BEGIN RECORD EXTRACTS

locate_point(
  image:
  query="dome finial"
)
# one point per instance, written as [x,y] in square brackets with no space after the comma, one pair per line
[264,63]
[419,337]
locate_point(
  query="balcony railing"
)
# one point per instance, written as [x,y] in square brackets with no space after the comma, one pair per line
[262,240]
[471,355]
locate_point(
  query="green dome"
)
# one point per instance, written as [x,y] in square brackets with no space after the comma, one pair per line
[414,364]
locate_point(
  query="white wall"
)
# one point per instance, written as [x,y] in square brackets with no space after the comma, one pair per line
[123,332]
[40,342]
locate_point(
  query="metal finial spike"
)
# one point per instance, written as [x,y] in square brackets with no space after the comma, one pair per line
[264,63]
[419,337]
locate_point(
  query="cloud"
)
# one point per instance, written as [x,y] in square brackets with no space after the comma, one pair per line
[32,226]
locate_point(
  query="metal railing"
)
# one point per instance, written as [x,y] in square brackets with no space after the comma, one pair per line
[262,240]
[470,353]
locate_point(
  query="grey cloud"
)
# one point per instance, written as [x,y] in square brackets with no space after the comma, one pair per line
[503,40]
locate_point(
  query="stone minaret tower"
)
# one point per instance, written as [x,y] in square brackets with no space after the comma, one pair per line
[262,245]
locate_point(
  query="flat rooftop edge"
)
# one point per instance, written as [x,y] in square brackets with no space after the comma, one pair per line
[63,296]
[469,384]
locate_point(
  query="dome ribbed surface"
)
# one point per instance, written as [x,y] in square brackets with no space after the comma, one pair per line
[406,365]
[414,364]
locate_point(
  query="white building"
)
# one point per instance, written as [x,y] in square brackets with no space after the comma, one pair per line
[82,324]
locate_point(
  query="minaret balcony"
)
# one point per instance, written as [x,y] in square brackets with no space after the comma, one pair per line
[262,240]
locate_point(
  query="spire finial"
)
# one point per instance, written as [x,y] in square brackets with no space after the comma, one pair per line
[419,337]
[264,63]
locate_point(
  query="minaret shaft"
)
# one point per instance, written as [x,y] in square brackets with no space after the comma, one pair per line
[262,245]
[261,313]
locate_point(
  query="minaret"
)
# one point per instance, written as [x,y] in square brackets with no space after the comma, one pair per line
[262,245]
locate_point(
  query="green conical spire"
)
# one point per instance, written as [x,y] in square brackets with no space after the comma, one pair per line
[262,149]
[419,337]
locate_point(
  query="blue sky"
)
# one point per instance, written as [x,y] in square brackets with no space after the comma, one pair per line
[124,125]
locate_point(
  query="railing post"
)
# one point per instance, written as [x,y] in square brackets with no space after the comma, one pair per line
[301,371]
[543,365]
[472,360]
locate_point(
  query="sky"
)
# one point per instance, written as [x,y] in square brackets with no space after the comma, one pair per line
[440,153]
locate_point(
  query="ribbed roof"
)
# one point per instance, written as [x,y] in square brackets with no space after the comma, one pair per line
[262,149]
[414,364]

END RECORD EXTRACTS

All of the lines above need to be given again exactly.

▸ **THE COMPLETED TASK**
locate_point(
  image:
  query="dome finial"
)
# one point per instance, written as [x,y] in square brackets with no space after the comma, one pair per line
[264,63]
[419,337]
locate_point(
  query="balcony railing"
)
# one point per instance, written as [x,y] in square brackets with no space after the comma, one pair per line
[262,240]
[471,355]
locate_point(
  query="green dome"
)
# one point per instance, written as [x,y] in square brackets with no space after the comma, one pair per line
[414,364]
locate_point(
  query="white wall"
)
# one point per instance, written as [x,y] in square brackets with no space after the comma, one pair per line
[123,332]
[40,342]
locate_point(
  query="metal finial spike"
)
# one point per instance, written as [x,y] in square brackets with no space after the comma, one pair per line
[264,63]
[419,337]
locate_point(
  query="cloud"
)
# one point per instance, written as [x,y] in square brackets with no space after the comma, one pair per line
[32,226]
locate_point(
  query="metal railing"
)
# one point per instance, written as [x,y] in square brackets with no space after the comma, one pair per line
[262,240]
[470,353]
locate_point(
  query="grey cloud"
)
# one point per instance, written as [x,y] in square brackets with no space after the comma, one pair per line
[503,40]
locate_point(
  query="stone minaret tower"
)
# one point per instance, written as [x,y] in square brackets with no space after the comma, one pair per line
[262,245]
locate_point(
  query="flat rooftop edge"
)
# one point per instance, written as [x,y] in square brackets with no space after the comma, one pair per line
[63,296]
[469,384]
locate_point(
  query="dome ribbed surface"
)
# one point per instance, written as [x,y] in square brackets with no space after the comma, one pair per line
[406,365]
[414,364]
locate_point(
  query="white building"
)
# one point per instance, written as [x,y] in square brackets with no space after the comma, one pair per line
[82,324]
locate_point(
  query="minaret balcony"
)
# one point per instance, written as [x,y] in square brackets with no space after the comma, one pair per line
[262,240]
locate_point(
  query="spire finial"
)
# one point per instance, written as [x,y] in square brackets with no space after the comma, one pair per line
[419,337]
[264,63]
locate_point(
  query="minaret shaft"
)
# one point per instance, written as [x,y] in square brackets with no space after the comma, one pair per line
[262,245]
[261,313]
locate_point(
  query="minaret"
)
# one point per instance, written as [x,y] in square brackets with no space after the comma, one pair per line
[262,245]
locate_point(
  query="green conical spire"
)
# one point per instance, written as [x,y] in square brackets with no space after the comma, one pair per line
[262,149]
[419,337]
locate_point(
  query="blue sky"
)
# one point per instance, written as [x,y] in square brackets with no space after the comma, one pair per line
[124,125]
locate_point(
  query="railing post"
)
# one point per instance, written as [x,y] in square brackets with no space after the comma, one pair per line
[301,371]
[543,365]
[472,360]
locate_point(
  query="sky"
)
# one point per instance, written as [x,y] in square brackets with no space after the comma, one pair per line
[440,153]
locate_point(
  query="ribbed roof"
)
# one point per instance, written as [x,y] in square brackets with no space after the comma, one pair per line
[262,149]
[414,364]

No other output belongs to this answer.